*Fragmento de texto*:
#####

Estuve viendo y dandole vueltas a ver que pasaba, y resulta que tengo un problema, mi optoacoplador (ambos) conducen inclusive cuando no deberian, osea conducen unos 0.245V cuando deberian estár apagados, y cuando tengo el opto del MOSFET bajo encendido al tope, el opto del MOSFET bajo queda encendido a la mitad del voltaje del bajo, y eso que tengo las resistencias de pull down de 10K... no *SE* que puede ser...


----------



## joamanya (Sep 12, 2012)

Perdoná zaratustrax, pero el problema anterior está totalmente solucionado!!

Ahora está todo funcionando barbaro!, estoy tratando de hacer un buen calculo del capacitor de bootstrap pero se me está complicando una cosa, el calculo que encontré se hace de la siguiente forma... 

Cboot(min) = Qtot/Vbs

Donde ΔVbs≤ Vcc −VF −VGEmin−VCEon

y QTOT = QG +QLS + (ILK _GE + IQBS + ILK + ILK _DIODE+ ILK _CAP + IDS− ) ×THON

es este el mismo calculo que hacias tu?


----------



## zaratustrax (Sep 17, 2012)

Saludos.

En el datasheet que te puse en uno de los post anteriores viene como calcularlo, pero básicamente con colocarle un diodo de recuperación rápida 1N4148 y un capacitor de 0.4uF soluciona tu problema.

Yo le puse un capacitor electrolitico de 1uF en paralelo con un cerámico de 0.4uF. Esto es porque el IGBT que ocupo me solicita más carga que un MOSFET.


----------



## SUIL (Sep 19, 2012)

Estoy intentando hacer un inversor de medio puente con un ir2110 pero estoy teniendo problemas con la salida Ho, esta siempre esta en alto yel transistor no conmuta, he intentado con varios valores del capacitor pero sigue igual, adjunto es circuito y la simulacion del voltaje en la carga, gracias de antemano.



Acabo de revisar de nuevo y el transistor del lado de arriba si conmuta, habia intentado probarlos independientemente pero vi que el lado de arriba depende del lado de abajo pero no al reves, de todas maneras sigue saliendo el error en la simulacion no se si sea un problema del sofware o del circuito


----------



## joamanya (Sep 19, 2012)

Ahi empeze a leer el archivo q*UE* subiste a ver si puedo afinar numeros,
una pregunta q*UE* tengo para hacerte *POR *q*UE* aunque me anda todo barbaro aun no entendi bien...

Para que son las resistencias q*UE* van entre el com y LO y el com y HO? *POR *q*UE* me han dicho q*UE* puede disipar demaciada energia, y que deberia poner una resistencia entre el source del mosfet de arriba y el Sd...

Tenes idea la explicacion de porque de estas resistencias q*UE* me dijiste poner?


----------



## SUIL (Sep 19, 2012)

Ya encontre la solucion, era un problema del simulador  se debe ir a "Simulate -> Control Panel -> Select the SPICE tab then set the Solver to alternate" voy a seguir trabajando en este proyecto si alguien esta interesado que lo informe por aca para ir subiendo los avances


----------



## zaratustrax (Sep 22, 2012)

#####

*Datos almacenados*:

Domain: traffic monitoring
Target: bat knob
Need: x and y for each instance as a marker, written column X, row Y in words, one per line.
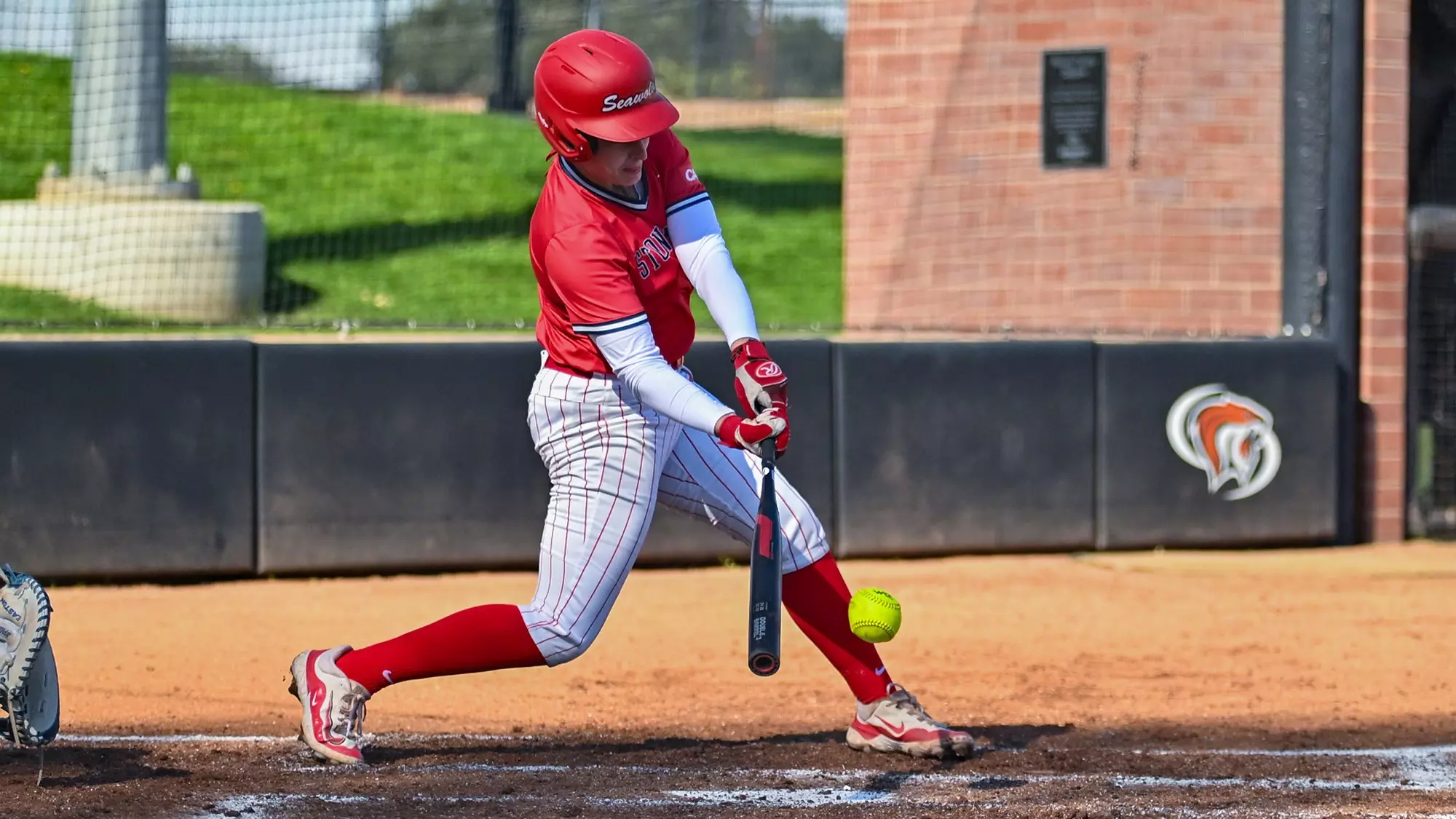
column 764, row 665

#####

*Retos*:
1 - ¿Concuerdan con el hilo sobre el IR2110 estas afirmaciones? (a) zaratustrax usó un capacitor electrolítico de 1uF en paralelo con uno cerámico de 0.4uF. (b) SUIL resolvió su problema cambiando el valor del capacitor. (c) Los optoacopladores conducen unos 0.245V cuando deberían estar apagados. Responde sí o no a cada una y cita las palabras exactas del hilo que lo deciden.
2 - ¿Puedes escribir la continuación del hilo sobre el IR2110 a partir del punto en que termina?

*Resultados en orden*:
1 -
(a) Sí: «Yo le puse un capacitor electrolitico de 1uF en paralelo con un cerámico de 0.4uF.»
(b) No: «Ya encontre la solucion, era un problema del simulador»
(c) Sí: «conducen unos 0.245V cuando deberian estár apagados»

2 -
joamanya dijo:


> Para que son las resistencias que van entre el com y LO y el com y HO?
> me han dicho que puede disipar demaciada energia, y que deberia poner una resistencia entre el source del mosfet de arriba y el Sd...
> 
> Tenes idea la explicacion de porque de estas resistencias que me dijiste poner?



Las resistencias que te dije son solo de prueba para que el driver tenga un consumo de corriente a la salida para simular la carga requerida por los mosfets.

Una vez que trabaje tu circuito puedes quitarlas 

Lo que mencionas de las resistencias entre el source lo ignoro, pero yo no las utilicé


----------



## lapointve (Nov 30, 2012)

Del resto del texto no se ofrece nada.